* [THE REQUEST]:
Pull out every row below that contains the string "ceiling". Case matters.
───
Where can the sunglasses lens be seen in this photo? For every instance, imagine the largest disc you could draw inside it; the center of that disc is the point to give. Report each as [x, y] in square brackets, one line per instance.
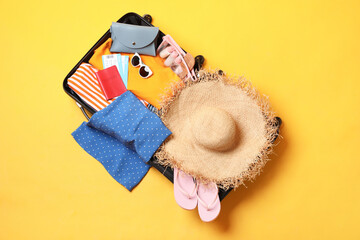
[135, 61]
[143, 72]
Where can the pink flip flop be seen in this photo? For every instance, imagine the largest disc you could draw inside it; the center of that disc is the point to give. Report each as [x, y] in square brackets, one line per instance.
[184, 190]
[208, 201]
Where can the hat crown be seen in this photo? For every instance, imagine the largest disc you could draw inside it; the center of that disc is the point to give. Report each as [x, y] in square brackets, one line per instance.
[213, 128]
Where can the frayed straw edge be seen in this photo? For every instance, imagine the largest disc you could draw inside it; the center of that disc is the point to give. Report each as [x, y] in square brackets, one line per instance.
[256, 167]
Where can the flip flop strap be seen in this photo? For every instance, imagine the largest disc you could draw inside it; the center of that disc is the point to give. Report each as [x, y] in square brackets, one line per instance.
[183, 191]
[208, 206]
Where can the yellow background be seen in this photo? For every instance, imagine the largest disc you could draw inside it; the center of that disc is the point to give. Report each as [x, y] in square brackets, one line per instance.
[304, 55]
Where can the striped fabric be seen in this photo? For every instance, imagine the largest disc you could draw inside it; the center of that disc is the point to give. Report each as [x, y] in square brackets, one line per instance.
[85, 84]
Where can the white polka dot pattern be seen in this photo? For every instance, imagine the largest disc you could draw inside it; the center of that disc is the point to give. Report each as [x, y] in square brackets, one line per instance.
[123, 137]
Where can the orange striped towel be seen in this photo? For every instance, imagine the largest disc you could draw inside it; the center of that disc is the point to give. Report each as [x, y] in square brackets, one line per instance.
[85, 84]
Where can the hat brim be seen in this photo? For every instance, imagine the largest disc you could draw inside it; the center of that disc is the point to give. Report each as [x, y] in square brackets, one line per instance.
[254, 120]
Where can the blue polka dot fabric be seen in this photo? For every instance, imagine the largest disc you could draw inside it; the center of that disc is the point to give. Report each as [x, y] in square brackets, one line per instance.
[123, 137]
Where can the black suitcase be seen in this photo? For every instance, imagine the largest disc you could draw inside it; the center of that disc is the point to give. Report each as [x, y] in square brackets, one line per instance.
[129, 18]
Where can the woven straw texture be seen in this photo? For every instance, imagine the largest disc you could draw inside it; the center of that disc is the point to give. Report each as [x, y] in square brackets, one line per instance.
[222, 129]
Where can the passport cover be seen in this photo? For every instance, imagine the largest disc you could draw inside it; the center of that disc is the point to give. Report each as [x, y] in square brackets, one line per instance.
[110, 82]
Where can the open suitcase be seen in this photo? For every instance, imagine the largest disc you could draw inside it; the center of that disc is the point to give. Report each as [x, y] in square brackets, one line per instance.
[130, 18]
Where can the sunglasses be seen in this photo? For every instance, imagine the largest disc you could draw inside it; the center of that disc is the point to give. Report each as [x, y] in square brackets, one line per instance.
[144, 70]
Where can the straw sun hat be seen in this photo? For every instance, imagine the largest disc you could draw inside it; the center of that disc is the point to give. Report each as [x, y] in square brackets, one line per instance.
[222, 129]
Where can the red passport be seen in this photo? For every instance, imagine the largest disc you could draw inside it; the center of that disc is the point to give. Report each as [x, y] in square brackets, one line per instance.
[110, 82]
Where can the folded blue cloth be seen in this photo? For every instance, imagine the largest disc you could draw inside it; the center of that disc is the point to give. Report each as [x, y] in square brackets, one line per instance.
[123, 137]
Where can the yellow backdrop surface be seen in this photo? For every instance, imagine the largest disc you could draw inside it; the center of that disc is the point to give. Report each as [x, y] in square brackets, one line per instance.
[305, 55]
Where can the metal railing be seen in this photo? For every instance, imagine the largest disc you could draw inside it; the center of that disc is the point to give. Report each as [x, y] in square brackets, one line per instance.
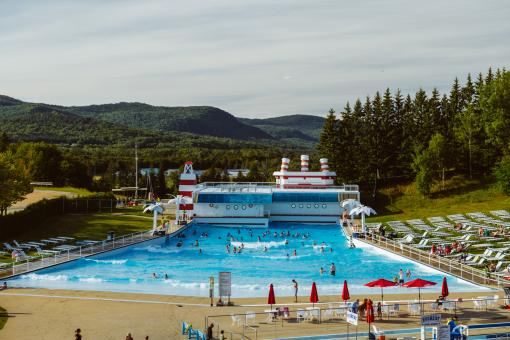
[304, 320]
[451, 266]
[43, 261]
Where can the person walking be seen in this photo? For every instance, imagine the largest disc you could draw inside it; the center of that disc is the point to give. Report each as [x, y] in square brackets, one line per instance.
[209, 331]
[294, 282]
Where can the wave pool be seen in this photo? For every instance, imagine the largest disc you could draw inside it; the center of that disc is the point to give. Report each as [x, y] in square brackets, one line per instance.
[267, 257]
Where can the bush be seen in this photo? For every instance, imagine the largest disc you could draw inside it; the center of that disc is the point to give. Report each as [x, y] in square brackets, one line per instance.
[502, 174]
───
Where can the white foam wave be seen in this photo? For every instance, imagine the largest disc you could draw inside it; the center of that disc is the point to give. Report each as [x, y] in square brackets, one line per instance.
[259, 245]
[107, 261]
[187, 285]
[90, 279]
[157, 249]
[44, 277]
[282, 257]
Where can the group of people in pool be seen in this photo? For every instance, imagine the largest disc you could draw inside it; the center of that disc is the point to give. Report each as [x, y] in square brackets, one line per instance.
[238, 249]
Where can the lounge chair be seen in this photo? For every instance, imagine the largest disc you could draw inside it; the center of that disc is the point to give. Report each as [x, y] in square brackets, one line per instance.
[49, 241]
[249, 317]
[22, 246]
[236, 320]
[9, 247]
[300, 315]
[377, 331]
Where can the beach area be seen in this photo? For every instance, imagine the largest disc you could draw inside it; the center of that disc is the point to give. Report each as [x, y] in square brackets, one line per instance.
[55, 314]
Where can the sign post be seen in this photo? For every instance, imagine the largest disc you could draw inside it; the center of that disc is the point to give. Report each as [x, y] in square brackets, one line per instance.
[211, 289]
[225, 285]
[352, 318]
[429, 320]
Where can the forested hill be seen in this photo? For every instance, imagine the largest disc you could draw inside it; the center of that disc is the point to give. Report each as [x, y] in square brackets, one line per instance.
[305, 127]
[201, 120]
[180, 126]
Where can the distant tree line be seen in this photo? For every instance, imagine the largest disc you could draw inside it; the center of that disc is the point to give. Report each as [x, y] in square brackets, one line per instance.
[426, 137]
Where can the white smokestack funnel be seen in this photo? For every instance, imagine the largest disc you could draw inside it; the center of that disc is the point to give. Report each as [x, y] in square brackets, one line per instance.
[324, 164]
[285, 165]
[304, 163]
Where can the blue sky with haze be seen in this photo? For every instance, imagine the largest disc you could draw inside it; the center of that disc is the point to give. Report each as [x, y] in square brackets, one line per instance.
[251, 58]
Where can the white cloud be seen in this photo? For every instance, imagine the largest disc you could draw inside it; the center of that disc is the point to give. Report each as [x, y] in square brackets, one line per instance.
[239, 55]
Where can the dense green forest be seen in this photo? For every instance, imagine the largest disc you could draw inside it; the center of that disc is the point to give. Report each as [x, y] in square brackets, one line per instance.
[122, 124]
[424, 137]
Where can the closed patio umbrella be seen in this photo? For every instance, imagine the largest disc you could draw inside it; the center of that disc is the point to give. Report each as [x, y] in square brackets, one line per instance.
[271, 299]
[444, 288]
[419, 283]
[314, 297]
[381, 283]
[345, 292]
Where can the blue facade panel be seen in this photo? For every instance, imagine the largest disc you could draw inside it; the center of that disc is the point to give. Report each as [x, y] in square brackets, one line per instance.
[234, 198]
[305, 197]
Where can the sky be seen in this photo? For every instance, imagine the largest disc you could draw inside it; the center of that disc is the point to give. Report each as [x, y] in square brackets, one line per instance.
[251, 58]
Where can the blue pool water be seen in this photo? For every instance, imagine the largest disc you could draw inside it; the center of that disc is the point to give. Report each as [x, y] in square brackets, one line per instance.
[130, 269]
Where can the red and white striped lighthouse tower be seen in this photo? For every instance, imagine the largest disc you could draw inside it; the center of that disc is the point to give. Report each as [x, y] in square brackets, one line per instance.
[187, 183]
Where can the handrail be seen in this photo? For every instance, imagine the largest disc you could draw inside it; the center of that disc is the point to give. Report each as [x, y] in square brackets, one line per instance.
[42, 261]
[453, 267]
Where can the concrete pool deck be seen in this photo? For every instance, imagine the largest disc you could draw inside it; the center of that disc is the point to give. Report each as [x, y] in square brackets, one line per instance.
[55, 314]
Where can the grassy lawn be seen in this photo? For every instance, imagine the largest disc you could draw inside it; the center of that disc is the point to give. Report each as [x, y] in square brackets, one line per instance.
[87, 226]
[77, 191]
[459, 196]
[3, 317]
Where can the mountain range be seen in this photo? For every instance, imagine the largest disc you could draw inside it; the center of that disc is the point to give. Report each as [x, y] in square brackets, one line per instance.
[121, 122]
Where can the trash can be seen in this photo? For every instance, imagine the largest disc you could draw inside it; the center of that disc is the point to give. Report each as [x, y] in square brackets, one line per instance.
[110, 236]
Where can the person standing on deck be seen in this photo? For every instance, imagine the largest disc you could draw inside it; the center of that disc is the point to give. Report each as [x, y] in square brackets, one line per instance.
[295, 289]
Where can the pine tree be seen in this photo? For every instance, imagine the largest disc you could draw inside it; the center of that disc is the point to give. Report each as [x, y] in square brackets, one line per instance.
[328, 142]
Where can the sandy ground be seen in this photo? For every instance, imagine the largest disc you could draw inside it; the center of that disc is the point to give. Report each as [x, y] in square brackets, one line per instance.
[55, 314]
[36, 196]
───
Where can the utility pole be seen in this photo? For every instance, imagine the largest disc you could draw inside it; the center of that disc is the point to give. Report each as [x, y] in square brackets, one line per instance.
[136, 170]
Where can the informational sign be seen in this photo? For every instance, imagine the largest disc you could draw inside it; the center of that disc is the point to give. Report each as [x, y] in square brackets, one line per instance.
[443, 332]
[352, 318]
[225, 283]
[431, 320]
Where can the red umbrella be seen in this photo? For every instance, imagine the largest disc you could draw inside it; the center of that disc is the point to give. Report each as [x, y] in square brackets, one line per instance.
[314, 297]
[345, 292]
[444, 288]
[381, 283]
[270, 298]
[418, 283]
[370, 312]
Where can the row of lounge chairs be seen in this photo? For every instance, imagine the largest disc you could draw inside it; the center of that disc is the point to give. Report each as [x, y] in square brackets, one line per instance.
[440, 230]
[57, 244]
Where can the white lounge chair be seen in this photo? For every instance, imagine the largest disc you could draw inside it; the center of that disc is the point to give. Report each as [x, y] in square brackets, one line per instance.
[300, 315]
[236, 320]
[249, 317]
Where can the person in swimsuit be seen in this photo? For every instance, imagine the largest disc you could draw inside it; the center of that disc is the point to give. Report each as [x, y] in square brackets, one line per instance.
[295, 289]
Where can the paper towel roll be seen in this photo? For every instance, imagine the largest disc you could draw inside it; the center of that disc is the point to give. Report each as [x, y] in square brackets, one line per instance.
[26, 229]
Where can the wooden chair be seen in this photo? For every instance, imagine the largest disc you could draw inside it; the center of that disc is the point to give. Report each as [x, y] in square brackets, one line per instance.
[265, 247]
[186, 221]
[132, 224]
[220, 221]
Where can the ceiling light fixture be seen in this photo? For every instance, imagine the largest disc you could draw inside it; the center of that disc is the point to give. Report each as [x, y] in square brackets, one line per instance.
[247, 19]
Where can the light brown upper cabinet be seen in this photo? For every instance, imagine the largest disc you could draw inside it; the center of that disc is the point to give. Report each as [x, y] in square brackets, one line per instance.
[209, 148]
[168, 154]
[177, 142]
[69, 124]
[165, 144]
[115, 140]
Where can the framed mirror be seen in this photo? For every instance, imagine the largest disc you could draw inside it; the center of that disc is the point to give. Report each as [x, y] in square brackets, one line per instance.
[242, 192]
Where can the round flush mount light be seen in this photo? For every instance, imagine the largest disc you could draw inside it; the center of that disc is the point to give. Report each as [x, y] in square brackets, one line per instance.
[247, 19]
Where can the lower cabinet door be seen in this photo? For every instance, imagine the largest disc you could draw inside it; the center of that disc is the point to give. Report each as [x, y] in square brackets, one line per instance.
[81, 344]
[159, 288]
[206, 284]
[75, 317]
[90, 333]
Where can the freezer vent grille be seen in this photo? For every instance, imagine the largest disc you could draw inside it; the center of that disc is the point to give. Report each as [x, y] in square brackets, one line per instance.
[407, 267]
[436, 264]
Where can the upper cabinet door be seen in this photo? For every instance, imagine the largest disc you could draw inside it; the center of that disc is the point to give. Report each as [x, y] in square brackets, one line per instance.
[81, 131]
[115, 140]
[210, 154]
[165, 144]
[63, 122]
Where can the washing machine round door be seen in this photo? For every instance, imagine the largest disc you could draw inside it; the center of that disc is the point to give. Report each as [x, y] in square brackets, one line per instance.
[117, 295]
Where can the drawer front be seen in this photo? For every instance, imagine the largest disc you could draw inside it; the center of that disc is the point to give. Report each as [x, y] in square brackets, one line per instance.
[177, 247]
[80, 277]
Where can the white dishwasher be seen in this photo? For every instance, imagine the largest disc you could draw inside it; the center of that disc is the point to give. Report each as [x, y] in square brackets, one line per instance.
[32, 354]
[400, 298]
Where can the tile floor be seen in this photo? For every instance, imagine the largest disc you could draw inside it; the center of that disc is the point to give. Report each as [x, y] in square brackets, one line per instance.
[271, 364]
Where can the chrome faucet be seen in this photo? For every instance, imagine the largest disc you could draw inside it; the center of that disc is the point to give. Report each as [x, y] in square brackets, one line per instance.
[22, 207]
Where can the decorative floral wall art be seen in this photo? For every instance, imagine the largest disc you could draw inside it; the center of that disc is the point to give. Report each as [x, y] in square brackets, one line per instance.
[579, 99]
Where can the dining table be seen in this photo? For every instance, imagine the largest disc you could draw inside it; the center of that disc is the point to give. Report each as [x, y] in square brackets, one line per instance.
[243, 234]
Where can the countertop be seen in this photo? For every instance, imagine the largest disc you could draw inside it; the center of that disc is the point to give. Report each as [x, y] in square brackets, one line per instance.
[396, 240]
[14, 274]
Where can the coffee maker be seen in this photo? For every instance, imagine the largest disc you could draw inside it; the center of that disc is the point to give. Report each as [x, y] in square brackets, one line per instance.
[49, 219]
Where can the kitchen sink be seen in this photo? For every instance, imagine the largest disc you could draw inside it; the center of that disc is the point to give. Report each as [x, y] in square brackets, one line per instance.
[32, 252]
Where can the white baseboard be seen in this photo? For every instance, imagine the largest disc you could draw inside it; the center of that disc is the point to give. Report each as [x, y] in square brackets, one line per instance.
───
* [REPLY TO THE EXERCISE]:
Where can the ceiling light fixture be seen in this photo? For every instance, imagine the largest disc you could draw inside it; the center of that disc is the point to give. Report each as [x, y] in square brackets, one line per instance.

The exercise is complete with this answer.